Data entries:
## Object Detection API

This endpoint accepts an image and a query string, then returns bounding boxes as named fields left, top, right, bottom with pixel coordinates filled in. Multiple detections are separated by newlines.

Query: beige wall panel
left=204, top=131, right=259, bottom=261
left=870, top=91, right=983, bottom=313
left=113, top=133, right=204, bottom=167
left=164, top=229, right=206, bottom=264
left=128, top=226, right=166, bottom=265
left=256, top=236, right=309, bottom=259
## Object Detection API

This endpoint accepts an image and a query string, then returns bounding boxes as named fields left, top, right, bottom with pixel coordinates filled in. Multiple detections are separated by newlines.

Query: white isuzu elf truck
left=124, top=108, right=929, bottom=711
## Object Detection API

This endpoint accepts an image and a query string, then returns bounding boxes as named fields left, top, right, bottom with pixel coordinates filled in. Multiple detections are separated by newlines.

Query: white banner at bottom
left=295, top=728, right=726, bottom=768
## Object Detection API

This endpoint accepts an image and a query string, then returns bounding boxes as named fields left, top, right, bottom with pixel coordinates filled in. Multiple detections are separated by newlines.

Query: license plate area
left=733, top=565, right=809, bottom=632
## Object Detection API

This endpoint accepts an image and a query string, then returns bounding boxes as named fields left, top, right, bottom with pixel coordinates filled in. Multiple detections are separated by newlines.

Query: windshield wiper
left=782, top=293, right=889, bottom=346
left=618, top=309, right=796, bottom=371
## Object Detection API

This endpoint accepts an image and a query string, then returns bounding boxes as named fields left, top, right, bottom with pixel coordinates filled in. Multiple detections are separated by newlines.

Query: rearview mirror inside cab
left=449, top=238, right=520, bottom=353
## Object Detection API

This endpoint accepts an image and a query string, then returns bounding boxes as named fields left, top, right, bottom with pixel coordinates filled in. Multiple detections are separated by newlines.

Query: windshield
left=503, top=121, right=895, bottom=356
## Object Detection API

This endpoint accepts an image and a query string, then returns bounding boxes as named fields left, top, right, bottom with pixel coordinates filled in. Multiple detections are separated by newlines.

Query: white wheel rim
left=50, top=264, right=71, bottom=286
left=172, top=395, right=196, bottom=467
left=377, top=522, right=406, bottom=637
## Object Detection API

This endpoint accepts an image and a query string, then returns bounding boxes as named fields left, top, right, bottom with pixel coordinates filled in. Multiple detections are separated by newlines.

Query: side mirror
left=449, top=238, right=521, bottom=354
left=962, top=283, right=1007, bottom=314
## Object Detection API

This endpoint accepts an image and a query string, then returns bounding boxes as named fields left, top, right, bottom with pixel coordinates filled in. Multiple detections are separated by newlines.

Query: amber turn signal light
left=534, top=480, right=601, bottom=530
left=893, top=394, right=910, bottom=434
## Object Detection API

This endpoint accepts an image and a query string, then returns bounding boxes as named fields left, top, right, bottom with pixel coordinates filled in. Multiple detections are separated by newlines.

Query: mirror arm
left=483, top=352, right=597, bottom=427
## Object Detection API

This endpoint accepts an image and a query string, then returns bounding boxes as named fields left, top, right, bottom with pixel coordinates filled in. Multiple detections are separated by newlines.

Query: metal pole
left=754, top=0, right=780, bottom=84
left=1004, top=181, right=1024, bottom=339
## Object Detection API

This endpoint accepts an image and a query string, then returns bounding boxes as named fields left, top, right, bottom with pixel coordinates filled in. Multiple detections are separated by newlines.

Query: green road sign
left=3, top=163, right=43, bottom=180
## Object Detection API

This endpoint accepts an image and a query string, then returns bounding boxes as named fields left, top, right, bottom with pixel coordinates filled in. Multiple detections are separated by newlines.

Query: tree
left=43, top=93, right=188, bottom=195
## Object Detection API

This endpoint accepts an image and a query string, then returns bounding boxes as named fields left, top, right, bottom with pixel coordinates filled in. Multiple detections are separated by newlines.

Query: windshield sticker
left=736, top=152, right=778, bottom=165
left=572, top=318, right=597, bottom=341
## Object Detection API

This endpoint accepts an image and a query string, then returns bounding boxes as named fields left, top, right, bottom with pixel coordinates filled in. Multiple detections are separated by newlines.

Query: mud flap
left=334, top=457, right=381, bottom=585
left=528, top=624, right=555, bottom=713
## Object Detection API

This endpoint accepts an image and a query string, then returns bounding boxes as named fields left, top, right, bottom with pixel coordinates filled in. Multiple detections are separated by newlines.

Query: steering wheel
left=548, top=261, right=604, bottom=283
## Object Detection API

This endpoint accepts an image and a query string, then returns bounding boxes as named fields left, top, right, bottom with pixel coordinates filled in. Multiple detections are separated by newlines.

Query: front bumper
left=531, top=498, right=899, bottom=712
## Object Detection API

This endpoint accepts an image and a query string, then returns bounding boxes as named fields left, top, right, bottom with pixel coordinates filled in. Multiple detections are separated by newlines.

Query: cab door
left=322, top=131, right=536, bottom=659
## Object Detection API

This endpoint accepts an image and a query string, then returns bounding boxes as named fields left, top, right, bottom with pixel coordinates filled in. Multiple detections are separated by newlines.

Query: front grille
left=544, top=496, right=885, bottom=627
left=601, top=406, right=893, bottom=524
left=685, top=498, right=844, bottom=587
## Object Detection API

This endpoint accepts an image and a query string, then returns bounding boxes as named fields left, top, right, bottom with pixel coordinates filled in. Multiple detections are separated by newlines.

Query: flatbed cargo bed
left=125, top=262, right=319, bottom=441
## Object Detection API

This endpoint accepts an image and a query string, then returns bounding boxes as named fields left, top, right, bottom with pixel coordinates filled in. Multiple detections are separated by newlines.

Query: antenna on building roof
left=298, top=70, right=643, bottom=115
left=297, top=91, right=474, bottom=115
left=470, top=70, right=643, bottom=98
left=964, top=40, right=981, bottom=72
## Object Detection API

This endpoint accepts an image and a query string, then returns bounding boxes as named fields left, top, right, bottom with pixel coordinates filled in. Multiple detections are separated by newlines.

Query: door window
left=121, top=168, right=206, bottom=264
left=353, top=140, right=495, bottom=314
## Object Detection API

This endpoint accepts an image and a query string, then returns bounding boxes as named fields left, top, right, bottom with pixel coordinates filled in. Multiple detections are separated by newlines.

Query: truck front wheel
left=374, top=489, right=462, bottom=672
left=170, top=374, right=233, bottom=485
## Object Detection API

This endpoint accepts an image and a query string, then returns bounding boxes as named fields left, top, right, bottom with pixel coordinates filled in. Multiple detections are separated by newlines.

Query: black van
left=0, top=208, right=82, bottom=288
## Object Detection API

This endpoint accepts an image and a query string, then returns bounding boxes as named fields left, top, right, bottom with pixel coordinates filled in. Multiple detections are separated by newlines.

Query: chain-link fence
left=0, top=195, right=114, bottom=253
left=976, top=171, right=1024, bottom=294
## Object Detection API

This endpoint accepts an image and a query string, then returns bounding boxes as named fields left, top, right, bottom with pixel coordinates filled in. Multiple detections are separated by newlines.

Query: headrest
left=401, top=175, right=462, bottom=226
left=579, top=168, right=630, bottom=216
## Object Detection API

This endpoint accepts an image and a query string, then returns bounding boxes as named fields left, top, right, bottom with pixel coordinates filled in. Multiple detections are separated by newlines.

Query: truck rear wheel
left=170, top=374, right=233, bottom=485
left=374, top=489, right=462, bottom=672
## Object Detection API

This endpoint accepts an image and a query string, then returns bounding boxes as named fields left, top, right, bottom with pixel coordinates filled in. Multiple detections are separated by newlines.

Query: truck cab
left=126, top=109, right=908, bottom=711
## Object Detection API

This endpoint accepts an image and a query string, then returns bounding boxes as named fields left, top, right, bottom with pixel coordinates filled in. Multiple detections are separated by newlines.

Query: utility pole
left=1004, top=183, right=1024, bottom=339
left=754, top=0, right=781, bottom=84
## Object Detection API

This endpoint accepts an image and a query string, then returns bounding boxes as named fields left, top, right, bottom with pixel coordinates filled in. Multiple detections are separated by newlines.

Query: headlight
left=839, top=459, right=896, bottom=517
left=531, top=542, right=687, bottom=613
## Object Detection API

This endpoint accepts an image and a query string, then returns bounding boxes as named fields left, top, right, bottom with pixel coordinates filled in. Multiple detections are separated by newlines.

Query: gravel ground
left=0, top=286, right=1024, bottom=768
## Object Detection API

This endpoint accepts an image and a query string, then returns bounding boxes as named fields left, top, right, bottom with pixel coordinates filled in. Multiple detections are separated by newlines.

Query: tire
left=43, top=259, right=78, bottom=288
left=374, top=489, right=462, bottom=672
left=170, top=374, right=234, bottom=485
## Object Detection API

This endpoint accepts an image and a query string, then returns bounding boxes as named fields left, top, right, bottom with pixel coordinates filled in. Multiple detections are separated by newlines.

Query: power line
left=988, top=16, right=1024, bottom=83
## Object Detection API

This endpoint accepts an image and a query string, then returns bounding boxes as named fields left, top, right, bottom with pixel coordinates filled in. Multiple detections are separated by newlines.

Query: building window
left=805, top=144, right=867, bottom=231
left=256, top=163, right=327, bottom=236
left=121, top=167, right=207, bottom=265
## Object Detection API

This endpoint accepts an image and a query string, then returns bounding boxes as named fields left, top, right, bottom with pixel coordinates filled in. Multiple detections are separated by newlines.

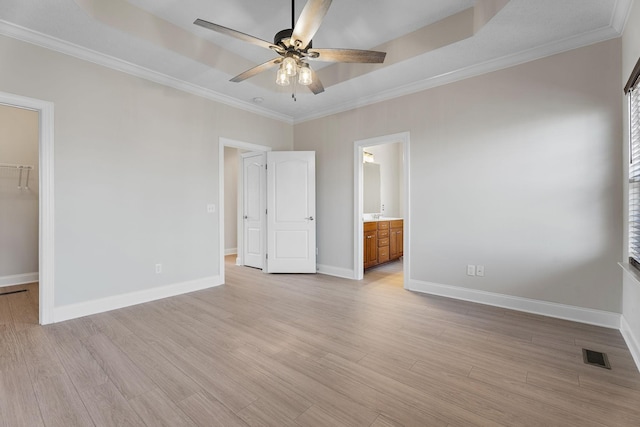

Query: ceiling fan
left=194, top=0, right=386, bottom=98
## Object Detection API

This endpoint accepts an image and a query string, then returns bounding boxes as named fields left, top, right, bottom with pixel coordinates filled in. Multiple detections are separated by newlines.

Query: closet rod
left=0, top=163, right=33, bottom=190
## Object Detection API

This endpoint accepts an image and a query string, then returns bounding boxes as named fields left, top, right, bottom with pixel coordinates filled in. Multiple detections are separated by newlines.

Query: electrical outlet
left=467, top=264, right=476, bottom=276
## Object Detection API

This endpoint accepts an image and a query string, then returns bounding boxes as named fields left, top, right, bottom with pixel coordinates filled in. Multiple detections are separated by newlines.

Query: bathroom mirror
left=362, top=163, right=381, bottom=213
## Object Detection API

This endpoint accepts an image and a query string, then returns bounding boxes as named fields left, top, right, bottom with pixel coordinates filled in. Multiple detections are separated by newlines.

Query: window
left=624, top=60, right=640, bottom=270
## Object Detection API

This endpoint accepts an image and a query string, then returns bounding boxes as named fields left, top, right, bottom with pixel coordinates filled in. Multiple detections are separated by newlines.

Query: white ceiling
left=0, top=0, right=632, bottom=123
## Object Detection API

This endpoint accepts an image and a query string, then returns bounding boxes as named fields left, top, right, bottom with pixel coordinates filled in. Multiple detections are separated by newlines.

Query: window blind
left=624, top=59, right=640, bottom=270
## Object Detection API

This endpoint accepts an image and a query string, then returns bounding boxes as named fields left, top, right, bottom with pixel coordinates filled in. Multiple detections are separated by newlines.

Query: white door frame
left=0, top=92, right=55, bottom=325
left=353, top=132, right=411, bottom=289
left=218, top=137, right=271, bottom=283
left=242, top=151, right=267, bottom=271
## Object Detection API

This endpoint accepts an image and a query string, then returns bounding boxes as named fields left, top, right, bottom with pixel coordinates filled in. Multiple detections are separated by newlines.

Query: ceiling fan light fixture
left=298, top=62, right=313, bottom=86
left=276, top=64, right=289, bottom=86
left=282, top=56, right=298, bottom=76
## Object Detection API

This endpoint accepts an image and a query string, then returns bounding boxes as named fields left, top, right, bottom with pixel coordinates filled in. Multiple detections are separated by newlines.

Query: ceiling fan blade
left=229, top=58, right=282, bottom=83
left=291, top=0, right=331, bottom=49
left=309, top=49, right=387, bottom=64
left=307, top=67, right=324, bottom=95
left=193, top=19, right=278, bottom=49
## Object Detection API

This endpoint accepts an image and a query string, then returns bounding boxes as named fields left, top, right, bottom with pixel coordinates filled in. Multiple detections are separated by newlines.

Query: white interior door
left=242, top=153, right=266, bottom=268
left=267, top=151, right=316, bottom=273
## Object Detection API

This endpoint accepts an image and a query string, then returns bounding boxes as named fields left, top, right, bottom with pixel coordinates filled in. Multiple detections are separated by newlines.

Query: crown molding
left=0, top=0, right=633, bottom=125
left=294, top=23, right=632, bottom=124
left=611, top=0, right=633, bottom=35
left=0, top=20, right=293, bottom=124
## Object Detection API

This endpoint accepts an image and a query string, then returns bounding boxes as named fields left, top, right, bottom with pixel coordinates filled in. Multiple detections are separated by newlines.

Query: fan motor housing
left=273, top=28, right=311, bottom=50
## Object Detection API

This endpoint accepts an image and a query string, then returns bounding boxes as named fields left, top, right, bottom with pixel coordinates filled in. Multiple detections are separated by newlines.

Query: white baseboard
left=53, top=276, right=222, bottom=323
left=0, top=272, right=39, bottom=288
left=620, top=316, right=640, bottom=371
left=316, top=264, right=355, bottom=279
left=409, top=280, right=621, bottom=329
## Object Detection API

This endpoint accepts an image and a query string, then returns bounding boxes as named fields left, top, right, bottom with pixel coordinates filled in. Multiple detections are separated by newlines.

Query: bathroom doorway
left=354, top=132, right=410, bottom=288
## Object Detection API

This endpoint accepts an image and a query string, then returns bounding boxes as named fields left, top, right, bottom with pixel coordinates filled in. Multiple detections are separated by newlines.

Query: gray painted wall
left=618, top=1, right=640, bottom=362
left=294, top=39, right=622, bottom=313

__Exercise directions__. Gather every line of the rows above that contains the string "bathroom". Case matters.

__The response__.
Query: bathroom mirror
Query: bathroom doorway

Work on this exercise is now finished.